> SCHRIFTELIJKE OPDRACHT A: Haal uit de rijen hieronder elke regel die de tekenreeks "target" bevat.

> PAGINAFRAGMENT:
>>

Legaliteitsbeginsel - art 89 GW
➢ HR Meerenberg
➢ HR Fluoridering
Voor het Meerenberg-arrest: de regel was wanneer de Grondwet een bevoegdheid niet
uitdrukkelijk aan een specifiek orgaan had toegekend, dat deze aan de Kroon toekwam.
AMvB: Een AMvB is een besluit van de regering, waarin wettelijke regels nader worden
uitgewerkt. De meeste AMvB's berusten op een formele wet, onzelfstandige AMvB’s.
Wanneer dat niet het geval is, spreekt men van een 'zelfstandige' AMvB.
HR Meerenberg
Onderwerp: Bevoegdheid tot wetgeving
Casus:
Volgens de Blanketwet van 1818 was een overtreding van een door de Kroon
vastgestelde regeling strafbaar. In de praktijk hield deze Blanketwet dus in dat de Kroon,
waaraan sinds 1840 slechts formeel de uitvoerende macht toekwam, via Algemene
Maatregelen van Bestuur regels kon uitvaardigen en hierop ook straffen zetten. Op deze
manier ontliep de koning dus de normale parlementaire procedure die eigenlijk
noodzakelijk is voor de totstandkoming van een formele wet.

<<

> AANGELEVERDE GEGEVENS:

>>

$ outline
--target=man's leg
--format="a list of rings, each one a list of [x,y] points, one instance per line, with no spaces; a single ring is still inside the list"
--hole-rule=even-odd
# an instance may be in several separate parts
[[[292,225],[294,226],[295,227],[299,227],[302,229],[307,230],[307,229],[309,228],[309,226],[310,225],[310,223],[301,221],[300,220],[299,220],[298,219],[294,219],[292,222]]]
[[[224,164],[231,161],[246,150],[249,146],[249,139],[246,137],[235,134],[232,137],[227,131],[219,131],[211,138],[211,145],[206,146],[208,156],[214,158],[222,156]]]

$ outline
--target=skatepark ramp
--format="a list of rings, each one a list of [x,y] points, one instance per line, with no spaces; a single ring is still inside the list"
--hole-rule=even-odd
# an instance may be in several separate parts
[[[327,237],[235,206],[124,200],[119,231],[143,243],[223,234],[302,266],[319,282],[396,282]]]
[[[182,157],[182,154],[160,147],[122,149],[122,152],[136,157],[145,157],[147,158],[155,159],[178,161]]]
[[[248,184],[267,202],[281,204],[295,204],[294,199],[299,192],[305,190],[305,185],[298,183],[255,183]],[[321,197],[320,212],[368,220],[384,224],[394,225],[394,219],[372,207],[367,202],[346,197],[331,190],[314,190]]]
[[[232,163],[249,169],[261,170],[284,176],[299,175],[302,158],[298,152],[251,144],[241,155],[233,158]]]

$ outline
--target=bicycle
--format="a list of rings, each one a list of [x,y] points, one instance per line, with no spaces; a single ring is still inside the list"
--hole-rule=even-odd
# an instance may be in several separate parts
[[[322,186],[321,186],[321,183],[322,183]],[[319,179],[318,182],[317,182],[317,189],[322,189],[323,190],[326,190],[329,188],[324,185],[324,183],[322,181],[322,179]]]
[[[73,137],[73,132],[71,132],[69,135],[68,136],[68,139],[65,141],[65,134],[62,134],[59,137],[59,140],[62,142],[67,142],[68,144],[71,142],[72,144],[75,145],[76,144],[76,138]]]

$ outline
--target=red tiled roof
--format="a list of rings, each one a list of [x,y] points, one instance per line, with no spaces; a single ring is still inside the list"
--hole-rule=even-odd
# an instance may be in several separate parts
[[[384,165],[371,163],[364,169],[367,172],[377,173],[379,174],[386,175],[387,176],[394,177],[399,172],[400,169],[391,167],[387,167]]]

<<

> SCHRIFTELIJKE OPDRACHT B:
Beantwoord de volgende vragen over de tekst over het legaliteitsbeginsel hierboven, elke vraag op een eigen regel:
(i) Wanneer kwam een bevoegdheid vóór het Meerenberg-arrest toe aan de Kroon?
(ii) Hoe noemt men een AMvB die niet op een formele wet berust?
(iii) Wat was volgens de Blanketwet van 1818 strafbaar?

> VOLLEDIG ANTWOORD A:
--target=man's leg
--target=skatepark ramp
--target=bicycle
--target=red tiled roof

> VOLLEDIG ANTWOORD B:
(i) Wanneer de Grondwet die bevoegdheid niet uitdrukkelijk aan een specifiek orgaan had toegekend.
(ii) Een zelfstandige AMvB.
(iii) Een overtreding van een door de Kroon vastgestelde regeling.